STUDY TEXT »
•••••
The goal in cognitive diagnosis, as the name suggests, is to “diagnose” which skills examinees have or do not have. This approach potentially offers more useful feedback to examinees than a simple overall score derived from classical test theory or item response theory, and so cognitive diagnosis models (CDMs) have become popular in recent years (for reviews, see DiBello, Roussos, & Stout, 2007; Fu & Li, 2007; Rupp & Templin, 2008b). A useful CDM that has been widely studied is the DINA (deterministic input noisy and) model (Haertel, 1989; Junker & Sijtsma, 2001; Macready & Dayton, 1977).
The use of a CDM requires the specification of a Q-matrix (K. K. Tatsuoka, 1990); the Q-matrix indicates the set of skills that are required to answer a particular item correctly. The Q-matrix is usually determined by expert judgment, and so there can be uncertainty about some of its elements. Here, it is noted that this uncertainty can be recognized by using a Bayesian approach, with some elements of the Q-matrix specified as being random rather than as fixed. Posterior distributions can then be used to obtain information about the inclusion or exclusion of these elements, as shown in the following. The Bayesian approach allows one to explore possible modifications of the Q-matrix, ideally as suggested by expert judgment or by substantive considerations. It is shown that the approach is simple to implement, particularly with a reparameterized version of the DINA model. Simulations that explore benefits and limitations of the approach are presented, and the widely analyzed fraction-subtraction data of K. K. Tatsuoka (1990) are examined.
•••••
DATASET EXCERPTS »

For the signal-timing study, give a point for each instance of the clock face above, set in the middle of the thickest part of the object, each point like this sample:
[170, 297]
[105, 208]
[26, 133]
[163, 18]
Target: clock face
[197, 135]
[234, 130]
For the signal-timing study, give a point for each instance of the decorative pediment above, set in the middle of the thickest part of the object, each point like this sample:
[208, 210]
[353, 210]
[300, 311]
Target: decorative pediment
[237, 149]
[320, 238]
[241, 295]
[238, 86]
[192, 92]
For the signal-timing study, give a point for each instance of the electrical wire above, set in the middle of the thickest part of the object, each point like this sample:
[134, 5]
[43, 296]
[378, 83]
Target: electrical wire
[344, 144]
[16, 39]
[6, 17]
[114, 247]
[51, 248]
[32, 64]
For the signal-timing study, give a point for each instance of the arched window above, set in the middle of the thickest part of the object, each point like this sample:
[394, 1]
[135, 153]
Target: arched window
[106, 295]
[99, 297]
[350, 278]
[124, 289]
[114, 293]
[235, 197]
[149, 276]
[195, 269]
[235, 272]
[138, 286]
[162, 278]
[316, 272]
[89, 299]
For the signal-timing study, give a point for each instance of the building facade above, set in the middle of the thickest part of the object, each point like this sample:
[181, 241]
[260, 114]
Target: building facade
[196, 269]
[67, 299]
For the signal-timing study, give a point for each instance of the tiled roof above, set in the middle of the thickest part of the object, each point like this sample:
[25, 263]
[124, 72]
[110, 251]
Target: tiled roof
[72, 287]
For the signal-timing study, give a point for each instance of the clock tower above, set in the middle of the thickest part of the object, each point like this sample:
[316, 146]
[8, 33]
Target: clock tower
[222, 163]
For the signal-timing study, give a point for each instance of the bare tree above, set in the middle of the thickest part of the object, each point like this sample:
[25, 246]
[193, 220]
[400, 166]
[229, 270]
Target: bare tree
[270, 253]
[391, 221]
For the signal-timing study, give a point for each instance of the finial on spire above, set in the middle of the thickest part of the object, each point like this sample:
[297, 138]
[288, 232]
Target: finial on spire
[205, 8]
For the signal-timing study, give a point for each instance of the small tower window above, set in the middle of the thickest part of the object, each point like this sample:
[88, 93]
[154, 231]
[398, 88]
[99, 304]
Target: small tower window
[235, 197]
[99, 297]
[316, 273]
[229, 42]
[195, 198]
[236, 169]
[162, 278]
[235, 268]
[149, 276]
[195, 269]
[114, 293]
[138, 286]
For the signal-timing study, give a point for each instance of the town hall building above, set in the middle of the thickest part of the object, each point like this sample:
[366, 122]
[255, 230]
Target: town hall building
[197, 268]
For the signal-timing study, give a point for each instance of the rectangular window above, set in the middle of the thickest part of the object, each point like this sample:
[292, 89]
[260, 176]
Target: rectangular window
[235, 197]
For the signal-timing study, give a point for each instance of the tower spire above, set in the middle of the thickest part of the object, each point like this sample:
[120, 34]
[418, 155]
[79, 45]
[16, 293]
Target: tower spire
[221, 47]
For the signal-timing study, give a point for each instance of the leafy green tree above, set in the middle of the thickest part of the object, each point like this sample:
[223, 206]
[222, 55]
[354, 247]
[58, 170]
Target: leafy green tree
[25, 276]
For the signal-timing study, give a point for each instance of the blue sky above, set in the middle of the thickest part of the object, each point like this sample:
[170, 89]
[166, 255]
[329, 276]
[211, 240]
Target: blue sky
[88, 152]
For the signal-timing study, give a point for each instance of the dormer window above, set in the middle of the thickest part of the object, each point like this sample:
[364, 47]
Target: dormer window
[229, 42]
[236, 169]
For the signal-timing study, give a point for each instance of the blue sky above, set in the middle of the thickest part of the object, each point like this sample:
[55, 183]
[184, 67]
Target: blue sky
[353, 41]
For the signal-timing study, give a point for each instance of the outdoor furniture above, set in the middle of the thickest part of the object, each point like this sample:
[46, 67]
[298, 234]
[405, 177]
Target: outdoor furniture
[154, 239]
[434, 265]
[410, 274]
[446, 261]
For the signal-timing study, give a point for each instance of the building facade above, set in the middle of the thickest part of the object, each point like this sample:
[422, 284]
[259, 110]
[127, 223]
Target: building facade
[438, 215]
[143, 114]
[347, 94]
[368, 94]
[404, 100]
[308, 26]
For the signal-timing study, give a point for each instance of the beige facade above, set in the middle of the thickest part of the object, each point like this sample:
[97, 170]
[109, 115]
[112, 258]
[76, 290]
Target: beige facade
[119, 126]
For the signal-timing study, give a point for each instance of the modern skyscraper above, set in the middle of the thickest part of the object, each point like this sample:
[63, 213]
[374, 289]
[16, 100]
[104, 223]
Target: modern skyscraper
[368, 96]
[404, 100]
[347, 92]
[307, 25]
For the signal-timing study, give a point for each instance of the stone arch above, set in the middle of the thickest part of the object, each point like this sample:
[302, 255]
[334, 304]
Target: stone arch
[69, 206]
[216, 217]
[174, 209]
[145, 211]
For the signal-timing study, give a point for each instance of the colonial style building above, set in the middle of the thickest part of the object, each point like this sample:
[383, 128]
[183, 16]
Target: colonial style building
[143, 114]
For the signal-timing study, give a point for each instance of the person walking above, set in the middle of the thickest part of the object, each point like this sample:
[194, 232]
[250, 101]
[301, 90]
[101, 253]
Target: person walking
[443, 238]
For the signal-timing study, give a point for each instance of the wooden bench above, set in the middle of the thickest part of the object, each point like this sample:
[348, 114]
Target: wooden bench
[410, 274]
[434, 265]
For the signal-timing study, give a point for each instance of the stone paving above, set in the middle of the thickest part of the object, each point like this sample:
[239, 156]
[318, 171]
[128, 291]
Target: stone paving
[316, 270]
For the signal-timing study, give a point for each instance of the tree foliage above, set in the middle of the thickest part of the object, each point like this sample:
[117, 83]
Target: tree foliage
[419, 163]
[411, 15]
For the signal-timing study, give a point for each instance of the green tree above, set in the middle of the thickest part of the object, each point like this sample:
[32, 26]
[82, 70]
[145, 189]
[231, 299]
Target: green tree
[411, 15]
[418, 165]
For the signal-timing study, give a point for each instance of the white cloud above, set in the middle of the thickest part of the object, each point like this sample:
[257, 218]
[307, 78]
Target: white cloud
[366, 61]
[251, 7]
•••••
EXERCISE SET »
1. In the passage on cognitive diagnosis, why can some elements of the Q-matrix be uncertain? Explain in one to three sentences.
2. Proceed with the passage on cognitive diagnosis, writing on from its last sentence.
None of the lines are needed for this work.

ANSWERS FOR THIS EXERCISE »
1. The Q-matrix is usually determined by expert judgment. That is why there can be uncertainty about some of its elements.

2.
Uncertainty in the Q-Matrix
Most researchers who have worked with CDMs have recognized that there is often uncertainty with respect to at least some elements of the Q-matrix. For example, virtually every researcher who has analyzed the fraction-subtraction data has suggested possible modifications of the Q-matrix (e.g., DeCarlo, 2011; de la Torre, 2009; de la Torre & Douglas, 2008; Henson, Templin, & Willse, 2009; C. Tatsuoka, 2002; K. K. Tatsuoka, 1990), and so there is clearly uncertainty as to the correct specification of some elements. There are several approaches to this problem. One is to consider a set of alternative Q-matrices and to fit the models associated with these matrices; indices of relative fit, such as the Bayesian information criterion (BIC) or Akaike information criterion (AIC), can then be used to help determine the appropriate Q-matrix. This approach has been used by a number of researchers (e.g., Barnes, Bitzer, & Vouk, 2005; Cen, Koedinger, & Junker, 2005; DeCarlo, 2011; de la Torre & Douglas, 2008; Rupp & Templin, 2008a). A limitation of this approach, however, is that the number of possible Q-matrices grows quickly as the number of uncertain elements increases. For example, the following simulation examines a situation where there is uncertainty about 12 elements of the Q-matrix (out of 60 elements), which gives 212 = 4,096 possible Q-matrices, and so a large number of models would need to be fitted and compared.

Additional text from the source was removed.